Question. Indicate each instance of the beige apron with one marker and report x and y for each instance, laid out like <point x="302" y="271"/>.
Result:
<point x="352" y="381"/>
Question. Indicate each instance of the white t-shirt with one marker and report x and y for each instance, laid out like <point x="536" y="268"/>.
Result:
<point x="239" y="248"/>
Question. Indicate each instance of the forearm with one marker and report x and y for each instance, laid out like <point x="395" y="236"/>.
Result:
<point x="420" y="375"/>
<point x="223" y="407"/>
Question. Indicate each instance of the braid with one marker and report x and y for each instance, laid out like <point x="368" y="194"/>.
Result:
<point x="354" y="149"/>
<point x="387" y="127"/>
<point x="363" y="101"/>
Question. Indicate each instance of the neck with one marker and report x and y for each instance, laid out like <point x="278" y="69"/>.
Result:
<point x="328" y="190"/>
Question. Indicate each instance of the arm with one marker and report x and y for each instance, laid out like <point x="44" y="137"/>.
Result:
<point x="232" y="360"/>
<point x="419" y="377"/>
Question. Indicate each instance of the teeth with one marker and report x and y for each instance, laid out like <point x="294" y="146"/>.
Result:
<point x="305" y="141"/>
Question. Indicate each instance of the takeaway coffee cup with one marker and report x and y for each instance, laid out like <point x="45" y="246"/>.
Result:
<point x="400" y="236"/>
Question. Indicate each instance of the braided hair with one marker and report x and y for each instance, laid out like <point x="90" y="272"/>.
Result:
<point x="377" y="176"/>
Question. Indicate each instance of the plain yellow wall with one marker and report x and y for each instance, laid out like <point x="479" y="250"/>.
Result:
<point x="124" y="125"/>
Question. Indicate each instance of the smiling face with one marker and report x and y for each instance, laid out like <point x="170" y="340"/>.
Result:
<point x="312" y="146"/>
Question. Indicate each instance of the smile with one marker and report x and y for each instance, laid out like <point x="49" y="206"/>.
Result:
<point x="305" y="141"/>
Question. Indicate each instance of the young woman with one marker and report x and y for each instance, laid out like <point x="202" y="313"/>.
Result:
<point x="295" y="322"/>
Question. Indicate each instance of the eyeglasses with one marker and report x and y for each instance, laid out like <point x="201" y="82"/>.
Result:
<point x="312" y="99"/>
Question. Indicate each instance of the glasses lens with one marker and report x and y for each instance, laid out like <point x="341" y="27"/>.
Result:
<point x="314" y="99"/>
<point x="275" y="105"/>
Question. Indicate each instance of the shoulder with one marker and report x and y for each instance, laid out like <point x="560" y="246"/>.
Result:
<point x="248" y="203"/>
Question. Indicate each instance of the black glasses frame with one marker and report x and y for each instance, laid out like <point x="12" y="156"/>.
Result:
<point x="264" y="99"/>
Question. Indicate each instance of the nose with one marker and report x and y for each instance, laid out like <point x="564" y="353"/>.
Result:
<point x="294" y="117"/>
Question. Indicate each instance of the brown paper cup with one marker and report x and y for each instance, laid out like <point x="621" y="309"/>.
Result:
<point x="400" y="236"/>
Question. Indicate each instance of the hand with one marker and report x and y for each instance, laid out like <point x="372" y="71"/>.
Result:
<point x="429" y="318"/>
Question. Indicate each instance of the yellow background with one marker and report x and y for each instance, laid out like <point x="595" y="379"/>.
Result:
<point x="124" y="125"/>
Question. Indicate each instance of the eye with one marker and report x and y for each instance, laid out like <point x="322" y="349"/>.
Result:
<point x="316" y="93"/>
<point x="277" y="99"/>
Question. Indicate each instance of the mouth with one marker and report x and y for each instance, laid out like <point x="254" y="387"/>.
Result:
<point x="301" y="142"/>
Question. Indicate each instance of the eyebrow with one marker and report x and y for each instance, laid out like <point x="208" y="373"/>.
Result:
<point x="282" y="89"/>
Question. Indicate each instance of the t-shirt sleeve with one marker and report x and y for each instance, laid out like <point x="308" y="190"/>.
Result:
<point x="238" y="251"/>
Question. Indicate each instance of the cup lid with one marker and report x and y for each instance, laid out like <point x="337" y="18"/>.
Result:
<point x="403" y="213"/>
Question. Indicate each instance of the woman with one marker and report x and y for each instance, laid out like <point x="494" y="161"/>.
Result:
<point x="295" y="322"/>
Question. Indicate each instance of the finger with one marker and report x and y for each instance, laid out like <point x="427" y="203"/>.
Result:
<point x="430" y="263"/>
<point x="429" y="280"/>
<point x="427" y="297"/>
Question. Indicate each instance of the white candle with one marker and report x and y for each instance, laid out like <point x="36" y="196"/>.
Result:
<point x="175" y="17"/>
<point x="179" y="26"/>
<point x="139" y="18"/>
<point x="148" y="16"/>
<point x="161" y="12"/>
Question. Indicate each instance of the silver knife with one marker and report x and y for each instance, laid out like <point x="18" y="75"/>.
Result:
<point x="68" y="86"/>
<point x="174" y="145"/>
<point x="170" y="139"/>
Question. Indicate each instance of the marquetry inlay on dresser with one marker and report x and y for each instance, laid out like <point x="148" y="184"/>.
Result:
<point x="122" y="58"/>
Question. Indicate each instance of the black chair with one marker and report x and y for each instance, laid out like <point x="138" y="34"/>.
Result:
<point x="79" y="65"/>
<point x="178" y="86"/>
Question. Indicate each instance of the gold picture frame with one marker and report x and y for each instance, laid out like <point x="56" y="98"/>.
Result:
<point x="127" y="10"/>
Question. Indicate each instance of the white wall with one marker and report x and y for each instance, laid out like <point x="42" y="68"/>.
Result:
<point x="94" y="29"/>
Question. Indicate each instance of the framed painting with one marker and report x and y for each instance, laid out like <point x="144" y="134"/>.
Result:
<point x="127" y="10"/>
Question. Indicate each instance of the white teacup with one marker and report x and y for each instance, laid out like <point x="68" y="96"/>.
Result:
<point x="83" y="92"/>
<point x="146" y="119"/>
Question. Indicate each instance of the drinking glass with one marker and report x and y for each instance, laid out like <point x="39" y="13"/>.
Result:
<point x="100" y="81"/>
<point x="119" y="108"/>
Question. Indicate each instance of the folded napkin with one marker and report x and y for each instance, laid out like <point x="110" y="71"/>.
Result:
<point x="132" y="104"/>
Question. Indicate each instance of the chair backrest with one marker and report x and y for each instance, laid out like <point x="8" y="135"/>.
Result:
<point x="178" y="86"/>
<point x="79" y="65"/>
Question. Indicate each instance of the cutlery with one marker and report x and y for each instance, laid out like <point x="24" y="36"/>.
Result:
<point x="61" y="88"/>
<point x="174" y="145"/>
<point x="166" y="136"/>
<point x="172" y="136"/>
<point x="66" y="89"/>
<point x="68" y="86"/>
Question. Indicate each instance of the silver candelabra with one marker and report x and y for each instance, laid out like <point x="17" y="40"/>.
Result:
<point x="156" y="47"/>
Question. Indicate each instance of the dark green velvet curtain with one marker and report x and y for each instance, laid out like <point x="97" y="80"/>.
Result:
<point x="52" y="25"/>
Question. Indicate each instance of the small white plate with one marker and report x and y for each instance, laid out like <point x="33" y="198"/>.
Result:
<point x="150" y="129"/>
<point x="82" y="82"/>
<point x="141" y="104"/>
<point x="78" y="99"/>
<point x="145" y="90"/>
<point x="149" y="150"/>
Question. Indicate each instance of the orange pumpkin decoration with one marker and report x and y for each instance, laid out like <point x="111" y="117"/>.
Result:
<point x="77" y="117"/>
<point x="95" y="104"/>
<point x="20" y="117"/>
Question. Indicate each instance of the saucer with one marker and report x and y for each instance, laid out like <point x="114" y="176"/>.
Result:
+===+
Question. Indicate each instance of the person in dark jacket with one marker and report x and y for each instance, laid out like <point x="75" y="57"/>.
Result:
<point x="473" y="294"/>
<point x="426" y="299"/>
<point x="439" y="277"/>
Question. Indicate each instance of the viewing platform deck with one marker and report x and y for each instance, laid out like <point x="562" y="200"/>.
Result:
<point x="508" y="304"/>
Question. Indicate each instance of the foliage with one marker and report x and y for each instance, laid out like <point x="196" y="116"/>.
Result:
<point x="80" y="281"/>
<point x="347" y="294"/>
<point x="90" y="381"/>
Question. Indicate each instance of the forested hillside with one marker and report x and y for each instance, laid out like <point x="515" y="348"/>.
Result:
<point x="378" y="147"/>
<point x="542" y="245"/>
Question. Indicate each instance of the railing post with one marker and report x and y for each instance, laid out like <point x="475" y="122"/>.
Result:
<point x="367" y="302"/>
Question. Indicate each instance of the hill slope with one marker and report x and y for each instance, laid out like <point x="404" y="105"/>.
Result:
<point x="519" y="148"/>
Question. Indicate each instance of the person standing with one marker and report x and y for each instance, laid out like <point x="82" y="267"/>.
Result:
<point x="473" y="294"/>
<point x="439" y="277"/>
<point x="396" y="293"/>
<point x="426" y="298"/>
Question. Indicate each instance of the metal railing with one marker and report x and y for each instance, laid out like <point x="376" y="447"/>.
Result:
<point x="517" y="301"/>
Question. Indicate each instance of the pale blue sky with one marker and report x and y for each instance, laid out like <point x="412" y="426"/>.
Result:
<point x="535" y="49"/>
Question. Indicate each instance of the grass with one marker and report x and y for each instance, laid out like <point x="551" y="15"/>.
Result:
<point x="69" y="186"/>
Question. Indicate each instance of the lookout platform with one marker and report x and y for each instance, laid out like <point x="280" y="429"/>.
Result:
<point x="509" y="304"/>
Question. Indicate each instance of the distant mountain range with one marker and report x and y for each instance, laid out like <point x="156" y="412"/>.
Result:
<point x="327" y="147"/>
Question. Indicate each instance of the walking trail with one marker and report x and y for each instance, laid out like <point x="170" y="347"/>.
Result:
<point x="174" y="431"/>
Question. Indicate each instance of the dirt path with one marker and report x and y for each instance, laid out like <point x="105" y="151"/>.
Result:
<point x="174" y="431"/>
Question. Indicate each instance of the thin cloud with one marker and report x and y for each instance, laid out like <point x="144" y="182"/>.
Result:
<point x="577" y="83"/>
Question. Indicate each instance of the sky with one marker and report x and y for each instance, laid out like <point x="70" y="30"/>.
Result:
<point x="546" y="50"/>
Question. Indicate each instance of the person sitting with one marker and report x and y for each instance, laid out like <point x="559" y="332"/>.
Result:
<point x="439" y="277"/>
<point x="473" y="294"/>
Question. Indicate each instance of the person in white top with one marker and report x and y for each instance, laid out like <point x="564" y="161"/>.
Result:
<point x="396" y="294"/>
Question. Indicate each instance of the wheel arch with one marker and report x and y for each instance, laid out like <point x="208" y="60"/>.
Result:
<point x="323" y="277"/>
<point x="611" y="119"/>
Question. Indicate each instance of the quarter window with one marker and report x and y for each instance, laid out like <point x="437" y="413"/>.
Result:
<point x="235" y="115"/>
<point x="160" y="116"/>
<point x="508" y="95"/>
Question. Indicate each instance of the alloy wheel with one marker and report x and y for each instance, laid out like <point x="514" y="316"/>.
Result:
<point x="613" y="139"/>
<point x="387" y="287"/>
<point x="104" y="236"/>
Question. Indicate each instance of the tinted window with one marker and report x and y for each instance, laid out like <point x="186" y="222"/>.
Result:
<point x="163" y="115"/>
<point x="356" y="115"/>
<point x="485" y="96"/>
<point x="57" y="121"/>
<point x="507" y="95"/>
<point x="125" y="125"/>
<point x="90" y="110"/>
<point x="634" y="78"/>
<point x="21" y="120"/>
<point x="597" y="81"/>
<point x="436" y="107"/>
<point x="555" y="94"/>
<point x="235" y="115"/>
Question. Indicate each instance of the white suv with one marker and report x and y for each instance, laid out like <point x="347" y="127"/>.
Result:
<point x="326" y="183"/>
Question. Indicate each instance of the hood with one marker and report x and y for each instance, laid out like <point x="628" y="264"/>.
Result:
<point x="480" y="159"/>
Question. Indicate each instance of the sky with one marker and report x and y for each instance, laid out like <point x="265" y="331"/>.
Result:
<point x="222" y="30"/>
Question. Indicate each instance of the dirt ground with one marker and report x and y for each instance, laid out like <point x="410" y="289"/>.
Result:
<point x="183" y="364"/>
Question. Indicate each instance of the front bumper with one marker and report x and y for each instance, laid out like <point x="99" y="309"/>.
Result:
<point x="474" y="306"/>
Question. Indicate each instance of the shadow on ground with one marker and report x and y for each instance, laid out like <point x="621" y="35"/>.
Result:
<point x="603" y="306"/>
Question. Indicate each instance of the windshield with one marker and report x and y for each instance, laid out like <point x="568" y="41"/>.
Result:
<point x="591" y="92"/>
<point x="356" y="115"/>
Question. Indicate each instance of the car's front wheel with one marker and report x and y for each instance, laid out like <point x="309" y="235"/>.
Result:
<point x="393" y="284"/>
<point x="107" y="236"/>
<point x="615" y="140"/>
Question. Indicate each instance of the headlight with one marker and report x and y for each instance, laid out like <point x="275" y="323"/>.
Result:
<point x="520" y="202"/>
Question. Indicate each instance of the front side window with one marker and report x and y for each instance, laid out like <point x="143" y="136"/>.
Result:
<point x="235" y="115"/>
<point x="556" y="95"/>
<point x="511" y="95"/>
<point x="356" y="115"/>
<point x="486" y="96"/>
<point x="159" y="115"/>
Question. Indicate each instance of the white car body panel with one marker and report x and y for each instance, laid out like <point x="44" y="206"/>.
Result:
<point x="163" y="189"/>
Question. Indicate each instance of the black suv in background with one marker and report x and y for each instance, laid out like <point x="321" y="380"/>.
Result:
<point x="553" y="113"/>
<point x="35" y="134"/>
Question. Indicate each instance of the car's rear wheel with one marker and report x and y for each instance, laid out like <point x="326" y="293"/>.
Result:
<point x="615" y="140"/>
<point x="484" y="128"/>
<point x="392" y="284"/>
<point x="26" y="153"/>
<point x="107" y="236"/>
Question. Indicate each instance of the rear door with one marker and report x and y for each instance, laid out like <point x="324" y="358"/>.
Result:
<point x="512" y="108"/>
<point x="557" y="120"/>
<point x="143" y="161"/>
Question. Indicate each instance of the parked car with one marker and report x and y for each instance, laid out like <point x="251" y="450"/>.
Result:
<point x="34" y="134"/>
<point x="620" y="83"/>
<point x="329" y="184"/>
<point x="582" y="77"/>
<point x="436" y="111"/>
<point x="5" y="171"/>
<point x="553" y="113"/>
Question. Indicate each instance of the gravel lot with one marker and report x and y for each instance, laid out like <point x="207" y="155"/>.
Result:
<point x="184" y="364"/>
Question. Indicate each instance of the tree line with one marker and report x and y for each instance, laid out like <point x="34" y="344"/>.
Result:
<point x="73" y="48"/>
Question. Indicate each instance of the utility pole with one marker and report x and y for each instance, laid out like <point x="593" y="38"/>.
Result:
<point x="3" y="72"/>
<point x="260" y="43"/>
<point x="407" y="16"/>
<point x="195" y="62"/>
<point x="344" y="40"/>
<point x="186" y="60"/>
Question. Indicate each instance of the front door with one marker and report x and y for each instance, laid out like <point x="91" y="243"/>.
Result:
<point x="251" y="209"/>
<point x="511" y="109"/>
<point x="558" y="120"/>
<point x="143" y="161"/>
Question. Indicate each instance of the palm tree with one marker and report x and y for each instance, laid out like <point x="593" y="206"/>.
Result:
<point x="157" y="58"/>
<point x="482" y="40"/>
+===+
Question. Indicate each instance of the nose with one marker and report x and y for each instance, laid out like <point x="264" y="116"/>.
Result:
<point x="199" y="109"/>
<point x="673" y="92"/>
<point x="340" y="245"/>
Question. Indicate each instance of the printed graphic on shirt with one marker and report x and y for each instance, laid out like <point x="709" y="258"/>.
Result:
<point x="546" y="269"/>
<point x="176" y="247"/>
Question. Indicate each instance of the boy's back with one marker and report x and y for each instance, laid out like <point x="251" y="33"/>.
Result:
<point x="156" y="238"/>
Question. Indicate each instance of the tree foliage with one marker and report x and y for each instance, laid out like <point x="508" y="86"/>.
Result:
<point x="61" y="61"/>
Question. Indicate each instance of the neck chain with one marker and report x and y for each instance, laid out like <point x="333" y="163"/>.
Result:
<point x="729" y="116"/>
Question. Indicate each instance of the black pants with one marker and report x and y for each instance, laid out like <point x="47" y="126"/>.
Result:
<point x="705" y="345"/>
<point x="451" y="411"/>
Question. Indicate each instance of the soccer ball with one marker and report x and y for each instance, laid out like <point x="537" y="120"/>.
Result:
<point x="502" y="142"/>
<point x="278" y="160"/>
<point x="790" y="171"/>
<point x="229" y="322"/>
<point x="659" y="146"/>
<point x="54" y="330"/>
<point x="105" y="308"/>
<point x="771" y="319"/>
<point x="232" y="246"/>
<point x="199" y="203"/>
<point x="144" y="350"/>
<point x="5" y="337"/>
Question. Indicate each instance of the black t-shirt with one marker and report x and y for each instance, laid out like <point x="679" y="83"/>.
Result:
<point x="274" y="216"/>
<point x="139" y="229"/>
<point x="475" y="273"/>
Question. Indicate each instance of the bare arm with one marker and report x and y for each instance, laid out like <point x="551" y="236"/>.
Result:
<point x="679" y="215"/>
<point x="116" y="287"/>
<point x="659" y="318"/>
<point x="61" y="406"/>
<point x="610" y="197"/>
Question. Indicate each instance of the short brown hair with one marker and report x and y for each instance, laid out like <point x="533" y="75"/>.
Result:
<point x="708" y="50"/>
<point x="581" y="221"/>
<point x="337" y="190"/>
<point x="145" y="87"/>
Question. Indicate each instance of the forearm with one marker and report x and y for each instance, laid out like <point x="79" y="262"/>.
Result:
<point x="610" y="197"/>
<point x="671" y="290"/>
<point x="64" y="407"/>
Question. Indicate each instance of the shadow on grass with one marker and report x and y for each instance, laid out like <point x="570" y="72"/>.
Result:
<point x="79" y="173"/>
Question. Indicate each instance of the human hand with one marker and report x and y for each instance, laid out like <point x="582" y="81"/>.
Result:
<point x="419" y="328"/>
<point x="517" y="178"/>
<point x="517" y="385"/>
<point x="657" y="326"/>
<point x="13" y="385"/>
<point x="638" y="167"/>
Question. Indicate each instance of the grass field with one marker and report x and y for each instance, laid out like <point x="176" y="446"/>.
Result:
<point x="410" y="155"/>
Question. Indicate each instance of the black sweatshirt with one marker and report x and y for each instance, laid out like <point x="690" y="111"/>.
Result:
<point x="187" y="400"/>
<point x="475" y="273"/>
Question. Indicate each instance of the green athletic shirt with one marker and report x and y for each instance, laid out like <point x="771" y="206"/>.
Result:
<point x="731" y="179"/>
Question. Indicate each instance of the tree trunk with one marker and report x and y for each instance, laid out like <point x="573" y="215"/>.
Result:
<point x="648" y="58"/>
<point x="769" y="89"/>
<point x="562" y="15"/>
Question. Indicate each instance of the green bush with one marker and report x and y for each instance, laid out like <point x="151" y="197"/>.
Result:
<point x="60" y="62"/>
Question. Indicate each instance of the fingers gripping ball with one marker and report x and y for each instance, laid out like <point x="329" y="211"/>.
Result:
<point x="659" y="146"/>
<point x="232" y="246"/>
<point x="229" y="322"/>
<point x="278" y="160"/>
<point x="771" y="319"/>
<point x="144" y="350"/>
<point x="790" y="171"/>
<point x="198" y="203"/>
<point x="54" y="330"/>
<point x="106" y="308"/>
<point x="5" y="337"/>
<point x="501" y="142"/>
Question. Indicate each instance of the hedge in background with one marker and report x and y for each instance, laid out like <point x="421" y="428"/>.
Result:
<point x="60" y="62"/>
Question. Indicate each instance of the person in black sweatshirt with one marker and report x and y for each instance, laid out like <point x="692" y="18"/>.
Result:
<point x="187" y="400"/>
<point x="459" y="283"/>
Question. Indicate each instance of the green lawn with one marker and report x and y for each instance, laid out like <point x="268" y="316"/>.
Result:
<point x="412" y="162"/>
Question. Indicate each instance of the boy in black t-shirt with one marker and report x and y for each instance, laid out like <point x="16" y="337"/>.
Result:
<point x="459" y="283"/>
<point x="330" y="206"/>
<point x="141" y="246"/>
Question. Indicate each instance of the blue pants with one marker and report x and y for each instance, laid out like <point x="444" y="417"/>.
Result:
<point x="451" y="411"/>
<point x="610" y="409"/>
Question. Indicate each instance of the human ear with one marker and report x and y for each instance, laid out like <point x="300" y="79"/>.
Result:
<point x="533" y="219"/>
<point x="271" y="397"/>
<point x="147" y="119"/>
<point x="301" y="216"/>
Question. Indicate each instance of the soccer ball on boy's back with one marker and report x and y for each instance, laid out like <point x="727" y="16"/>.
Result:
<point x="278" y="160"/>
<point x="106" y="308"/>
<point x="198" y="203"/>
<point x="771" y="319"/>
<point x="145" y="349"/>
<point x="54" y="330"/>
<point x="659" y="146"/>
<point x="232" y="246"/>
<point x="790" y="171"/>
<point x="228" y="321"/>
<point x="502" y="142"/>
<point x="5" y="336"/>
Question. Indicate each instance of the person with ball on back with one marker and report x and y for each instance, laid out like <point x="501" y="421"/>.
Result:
+===+
§ Task directions
From the items above, pull out each line that contains the string "human" and copy it in full.

§ Written solution
Question. Indicate each instance of the human hand with one marker and report x and y for each instance, laid out like <point x="582" y="81"/>.
Question. Indicate each instance of the human ear with one marker and report x and y for each instance, laid out like <point x="300" y="79"/>.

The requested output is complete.